**Data excerpts**.
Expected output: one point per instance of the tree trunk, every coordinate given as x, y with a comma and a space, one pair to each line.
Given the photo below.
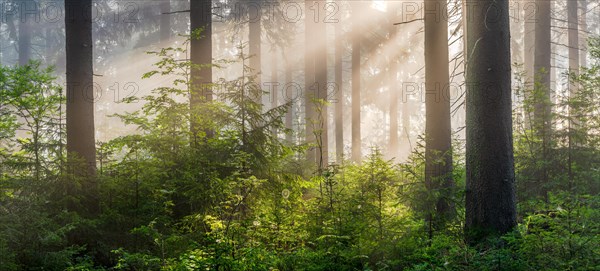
356, 72
573, 34
80, 98
309, 80
542, 67
394, 91
24, 39
320, 35
254, 38
529, 42
289, 96
438, 141
200, 54
339, 98
490, 180
583, 36
165, 20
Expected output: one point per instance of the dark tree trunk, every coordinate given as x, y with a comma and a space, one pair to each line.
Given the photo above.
80, 98
490, 180
356, 72
438, 156
165, 20
200, 54
542, 66
339, 97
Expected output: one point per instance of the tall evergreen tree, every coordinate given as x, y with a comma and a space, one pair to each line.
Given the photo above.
80, 96
339, 106
490, 180
201, 59
438, 141
542, 88
356, 86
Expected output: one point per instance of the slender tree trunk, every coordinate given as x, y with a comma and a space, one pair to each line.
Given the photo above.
274, 78
200, 54
583, 35
542, 67
289, 116
24, 39
320, 59
393, 89
490, 180
165, 20
339, 106
80, 98
573, 34
275, 87
254, 38
356, 78
438, 156
309, 79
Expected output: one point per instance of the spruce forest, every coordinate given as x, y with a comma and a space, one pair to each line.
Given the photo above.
300, 135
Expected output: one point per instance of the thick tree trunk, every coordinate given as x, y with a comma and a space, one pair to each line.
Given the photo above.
80, 98
490, 180
438, 156
542, 66
356, 78
529, 42
200, 54
339, 98
165, 20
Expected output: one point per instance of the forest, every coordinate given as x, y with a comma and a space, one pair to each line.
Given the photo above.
300, 135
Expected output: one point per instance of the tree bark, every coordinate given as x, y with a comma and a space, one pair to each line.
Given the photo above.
490, 180
339, 106
24, 39
165, 20
393, 90
254, 38
573, 35
438, 133
320, 33
200, 54
356, 86
289, 116
80, 98
583, 35
542, 67
529, 42
309, 80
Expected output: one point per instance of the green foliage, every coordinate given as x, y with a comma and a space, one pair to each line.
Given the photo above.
234, 196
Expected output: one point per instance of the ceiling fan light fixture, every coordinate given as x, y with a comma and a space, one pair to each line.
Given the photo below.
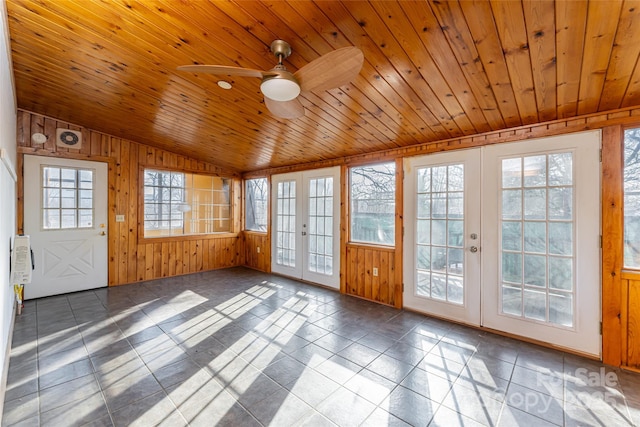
280, 88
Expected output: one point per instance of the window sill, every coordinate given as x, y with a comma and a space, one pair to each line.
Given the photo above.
188, 237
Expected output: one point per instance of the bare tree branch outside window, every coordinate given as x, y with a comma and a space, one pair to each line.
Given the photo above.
257, 193
631, 176
373, 190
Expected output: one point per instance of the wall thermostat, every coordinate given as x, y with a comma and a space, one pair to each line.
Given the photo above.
38, 138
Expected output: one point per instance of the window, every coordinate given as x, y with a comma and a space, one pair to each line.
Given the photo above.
177, 203
373, 202
67, 198
631, 176
256, 196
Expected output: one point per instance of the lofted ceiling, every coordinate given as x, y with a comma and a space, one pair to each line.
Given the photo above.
432, 70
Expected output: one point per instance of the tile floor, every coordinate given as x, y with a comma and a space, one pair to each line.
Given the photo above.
241, 348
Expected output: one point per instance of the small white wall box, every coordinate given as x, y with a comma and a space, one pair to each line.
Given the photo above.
21, 261
68, 138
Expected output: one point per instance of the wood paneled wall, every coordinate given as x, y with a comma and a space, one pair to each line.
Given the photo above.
630, 319
257, 250
360, 280
132, 258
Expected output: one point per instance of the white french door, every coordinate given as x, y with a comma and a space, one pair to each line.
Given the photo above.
306, 226
65, 214
541, 245
442, 235
507, 237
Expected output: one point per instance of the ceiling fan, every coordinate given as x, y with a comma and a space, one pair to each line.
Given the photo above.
281, 87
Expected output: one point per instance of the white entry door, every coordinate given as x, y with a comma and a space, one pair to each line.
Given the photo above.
442, 235
66, 218
541, 240
306, 226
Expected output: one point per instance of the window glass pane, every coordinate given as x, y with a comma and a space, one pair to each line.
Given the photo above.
373, 203
178, 203
537, 246
632, 198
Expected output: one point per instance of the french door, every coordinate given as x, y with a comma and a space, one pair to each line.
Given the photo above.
507, 237
541, 245
65, 214
306, 226
442, 235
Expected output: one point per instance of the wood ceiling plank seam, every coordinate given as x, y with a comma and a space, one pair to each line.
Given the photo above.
481, 48
49, 66
624, 58
383, 95
244, 26
300, 24
571, 21
399, 69
353, 120
172, 145
335, 38
450, 86
602, 19
510, 24
539, 18
467, 77
61, 88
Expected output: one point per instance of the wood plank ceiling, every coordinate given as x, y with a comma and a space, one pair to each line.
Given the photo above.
433, 70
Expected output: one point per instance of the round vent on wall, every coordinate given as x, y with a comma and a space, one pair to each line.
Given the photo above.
68, 138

**Exercise directions**. Reproduce everything above exactly, images excluded.

**Response**.
Expected output: one point per instance of the tree trunk, every coordinate given as x, y with a comma and a space, one pair to each line.
Given the photo below.
356, 72
573, 34
80, 98
309, 80
542, 67
394, 91
24, 39
320, 35
254, 38
529, 42
289, 96
438, 141
200, 54
339, 98
490, 180
583, 36
165, 20
Expected output: one point per instance of the dark tree trunk, every coordinate given as x, y with a comma and a space, one pair to each line.
Given the photo above.
80, 98
490, 180
356, 72
438, 156
165, 20
200, 54
542, 66
339, 97
Expected output: one point per instance of the tall evergreen tree, every coordinate given as x, y with a comma and a space, one pair to each line.
Given the photo above.
80, 96
339, 106
490, 180
201, 59
438, 141
542, 88
356, 86
Expected output: one point per instance of the slender tree trunk, every coordinate given as x, y with a comma and a space, one pair to each line.
Given the photo above.
274, 78
200, 54
583, 35
542, 67
289, 116
24, 39
320, 59
393, 89
490, 180
165, 20
339, 106
80, 98
573, 34
275, 87
254, 38
356, 78
438, 156
309, 79
Expected output: one point per instance of the spruce forest, every coordinate given as x, y with a comma and a space, one pair to each line.
Given the photo above.
300, 135
Expected output: one point per instance of the thick tree trunk, every coordinate given as x, y with a comma and a space, one pair to each line.
Given the photo above.
80, 98
490, 180
438, 156
542, 66
356, 78
529, 42
200, 54
339, 98
165, 20
Expected output: one point per instance of the forest, every coordinate given as x, y with a comma and a space, one pair to each line.
Given the photo above.
300, 135
Expected output: one point per instance of the tree bark, every coordinate given as x, y with a comma and a space, one pair to each line.
Given the photo above.
490, 180
339, 106
24, 39
165, 20
393, 90
254, 38
573, 35
438, 133
320, 33
200, 54
356, 86
289, 116
80, 98
583, 35
542, 67
529, 42
309, 80
Expected output: one point per instance of the green foliage, every coordinate given as x, y with a comma and a space, one pair to each line.
Given the photo above.
234, 196
Expected output: one point per instance of the ceiling fan light fixture, every coordinate given as x, y with a comma and a space, one pair to each line.
Given the photo below.
280, 88
Expected output: one point per instance of the window sill, every coordinate given as x, y with a comma and a space, one pair to each line.
Given the photo above.
188, 237
Expected output: one point per instance of the bare tree branch outside window, every coordinate given as x, y with a comma and a space, one pair to each line.
Given the photo above.
257, 193
631, 176
373, 190
Expected output: one point per instance of the wall thermostat, every coordinate given as x, y with a comma and a space, one pair to each line.
Given the photo above.
38, 138
Expected output: one point per instance of the window, every coordinate given as x, y with a comma and a space, one pair to each line.
Given the photo above.
177, 203
373, 202
67, 198
631, 176
256, 196
Expected output: one point per instance of the lofted ceiling, every coordinate given as x, y with a comma and a space, one pair to each line.
Given the photo above.
432, 70
Expected output: one point per instance of the tile floor, every coordinate given as x, y with a comma and a space, one pair to each line.
Given the photo above.
241, 348
Expected output: one point per instance of the small white wall box, every coordinate given as x, y with a comma and a space, one pair to each line.
Given the photo above.
21, 261
68, 138
Expected output: one point per instance of the wood paneled wall, every coordinate given as x, y with a comma and a space, one pair to each line.
Given the photo above.
630, 319
257, 250
360, 280
132, 258
Expected output: one point per instance of the white french door, every coordinate given as x, y with a comma and a space, one pair to each line.
Given the photo above.
306, 226
65, 214
541, 245
442, 235
507, 237
Expected output: one point per instance of the ceiling fan, every coordinate given as x, y with a comma and a space, one pair to each line.
Given the photo above.
281, 87
Expected output: one point per instance of the white entry door, every coordinate given as x, y with a comma and a space, one pair to each line.
Given the photo above.
442, 235
66, 218
541, 240
306, 226
Expected output: one point per instance of the window glass pane, every coordinate given as x, y with a comma and a space, one pair to each line.
Given the photo above.
373, 203
178, 203
537, 246
632, 198
Expected output: one point per instance of the french door, every coordinate given as x, y with a comma and a space, one pair to each line.
Given the photo above.
507, 237
541, 245
65, 214
306, 226
442, 235
Expected output: one point per instance of the wood ceiling plank seam, every coordinate given as x, y with a comma and a space, one pair to each line.
Given the photo above.
481, 48
49, 66
624, 58
383, 95
244, 26
300, 24
571, 21
399, 69
353, 120
172, 145
335, 38
450, 86
602, 19
510, 24
539, 18
467, 77
61, 88
Expected output: one point per instance of the wood plank ceiling, every coordinate given as x, y with a comma and a space, one pair to each line.
Given the photo above.
433, 70
Expected output: one point per instance of the round vent on wall, every coordinate given as x, y with a comma and a space, one pair to each line.
Given the photo above.
68, 138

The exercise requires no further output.